• What needs to be done: Find every line below that contains the word "grapes" and copy each of those lines. Case matters.

• Records for processing:
+ + + + +

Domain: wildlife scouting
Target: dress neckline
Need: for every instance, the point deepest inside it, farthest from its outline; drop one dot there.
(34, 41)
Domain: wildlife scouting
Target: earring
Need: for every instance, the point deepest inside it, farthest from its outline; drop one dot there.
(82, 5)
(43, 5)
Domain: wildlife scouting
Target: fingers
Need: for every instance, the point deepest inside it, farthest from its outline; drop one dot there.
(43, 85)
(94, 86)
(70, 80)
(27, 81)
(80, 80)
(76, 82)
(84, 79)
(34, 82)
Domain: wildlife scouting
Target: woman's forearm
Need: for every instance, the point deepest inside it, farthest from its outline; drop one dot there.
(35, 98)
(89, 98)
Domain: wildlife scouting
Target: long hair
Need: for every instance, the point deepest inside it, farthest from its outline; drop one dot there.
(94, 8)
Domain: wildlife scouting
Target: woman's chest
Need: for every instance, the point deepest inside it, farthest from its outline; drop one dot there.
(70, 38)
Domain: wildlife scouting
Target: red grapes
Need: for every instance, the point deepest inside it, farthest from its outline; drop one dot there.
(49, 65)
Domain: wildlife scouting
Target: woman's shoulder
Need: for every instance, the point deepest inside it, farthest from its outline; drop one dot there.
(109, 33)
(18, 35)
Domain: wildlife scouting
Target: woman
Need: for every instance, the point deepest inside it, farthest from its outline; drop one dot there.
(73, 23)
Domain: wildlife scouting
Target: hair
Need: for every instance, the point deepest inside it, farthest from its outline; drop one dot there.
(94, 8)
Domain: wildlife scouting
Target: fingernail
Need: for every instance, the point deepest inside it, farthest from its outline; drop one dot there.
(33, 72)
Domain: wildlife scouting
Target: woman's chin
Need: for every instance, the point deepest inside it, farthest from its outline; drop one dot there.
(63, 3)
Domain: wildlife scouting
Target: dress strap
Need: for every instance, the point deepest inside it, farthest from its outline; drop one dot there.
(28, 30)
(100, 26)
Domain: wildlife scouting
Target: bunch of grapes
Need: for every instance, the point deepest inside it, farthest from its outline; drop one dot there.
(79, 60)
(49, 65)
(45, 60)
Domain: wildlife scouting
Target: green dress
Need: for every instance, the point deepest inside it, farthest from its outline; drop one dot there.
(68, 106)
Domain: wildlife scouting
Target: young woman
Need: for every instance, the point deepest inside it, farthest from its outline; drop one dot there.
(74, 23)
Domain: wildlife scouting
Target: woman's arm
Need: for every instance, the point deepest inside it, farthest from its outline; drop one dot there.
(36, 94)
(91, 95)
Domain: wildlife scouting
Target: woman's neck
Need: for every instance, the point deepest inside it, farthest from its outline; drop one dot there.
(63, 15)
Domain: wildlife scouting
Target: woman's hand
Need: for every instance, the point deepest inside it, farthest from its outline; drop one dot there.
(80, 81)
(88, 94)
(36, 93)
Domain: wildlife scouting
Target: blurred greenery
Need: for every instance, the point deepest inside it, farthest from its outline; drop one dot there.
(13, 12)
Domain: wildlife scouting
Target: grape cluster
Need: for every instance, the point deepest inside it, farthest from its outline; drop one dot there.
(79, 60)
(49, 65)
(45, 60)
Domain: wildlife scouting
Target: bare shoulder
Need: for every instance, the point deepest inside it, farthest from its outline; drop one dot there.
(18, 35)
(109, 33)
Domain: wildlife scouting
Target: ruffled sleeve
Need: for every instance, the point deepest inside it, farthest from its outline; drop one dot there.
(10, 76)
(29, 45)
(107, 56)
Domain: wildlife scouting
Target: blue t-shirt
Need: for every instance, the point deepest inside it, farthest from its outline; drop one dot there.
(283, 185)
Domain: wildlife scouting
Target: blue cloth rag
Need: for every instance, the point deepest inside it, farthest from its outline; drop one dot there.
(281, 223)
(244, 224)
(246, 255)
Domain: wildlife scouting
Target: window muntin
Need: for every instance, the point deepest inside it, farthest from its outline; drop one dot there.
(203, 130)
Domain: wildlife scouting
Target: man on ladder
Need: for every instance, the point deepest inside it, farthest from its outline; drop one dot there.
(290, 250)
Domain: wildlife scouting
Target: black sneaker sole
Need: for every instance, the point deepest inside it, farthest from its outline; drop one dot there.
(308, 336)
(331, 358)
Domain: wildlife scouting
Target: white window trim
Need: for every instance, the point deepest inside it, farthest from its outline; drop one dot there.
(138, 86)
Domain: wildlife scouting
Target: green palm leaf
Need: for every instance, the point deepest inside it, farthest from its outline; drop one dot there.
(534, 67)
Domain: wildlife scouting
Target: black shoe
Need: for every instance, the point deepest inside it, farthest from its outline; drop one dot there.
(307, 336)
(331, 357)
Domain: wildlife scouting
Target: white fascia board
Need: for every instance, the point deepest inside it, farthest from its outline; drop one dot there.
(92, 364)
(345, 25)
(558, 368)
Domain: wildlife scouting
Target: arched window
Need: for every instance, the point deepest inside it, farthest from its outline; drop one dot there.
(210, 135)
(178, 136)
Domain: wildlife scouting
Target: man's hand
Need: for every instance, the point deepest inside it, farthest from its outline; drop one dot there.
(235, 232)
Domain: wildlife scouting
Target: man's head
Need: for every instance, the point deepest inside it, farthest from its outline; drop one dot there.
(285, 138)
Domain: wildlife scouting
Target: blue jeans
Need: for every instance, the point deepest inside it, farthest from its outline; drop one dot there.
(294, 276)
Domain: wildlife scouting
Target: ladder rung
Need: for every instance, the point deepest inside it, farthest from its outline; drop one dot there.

+ + + + +

• Task response:
Target: red grapes
Target: bunch of grapes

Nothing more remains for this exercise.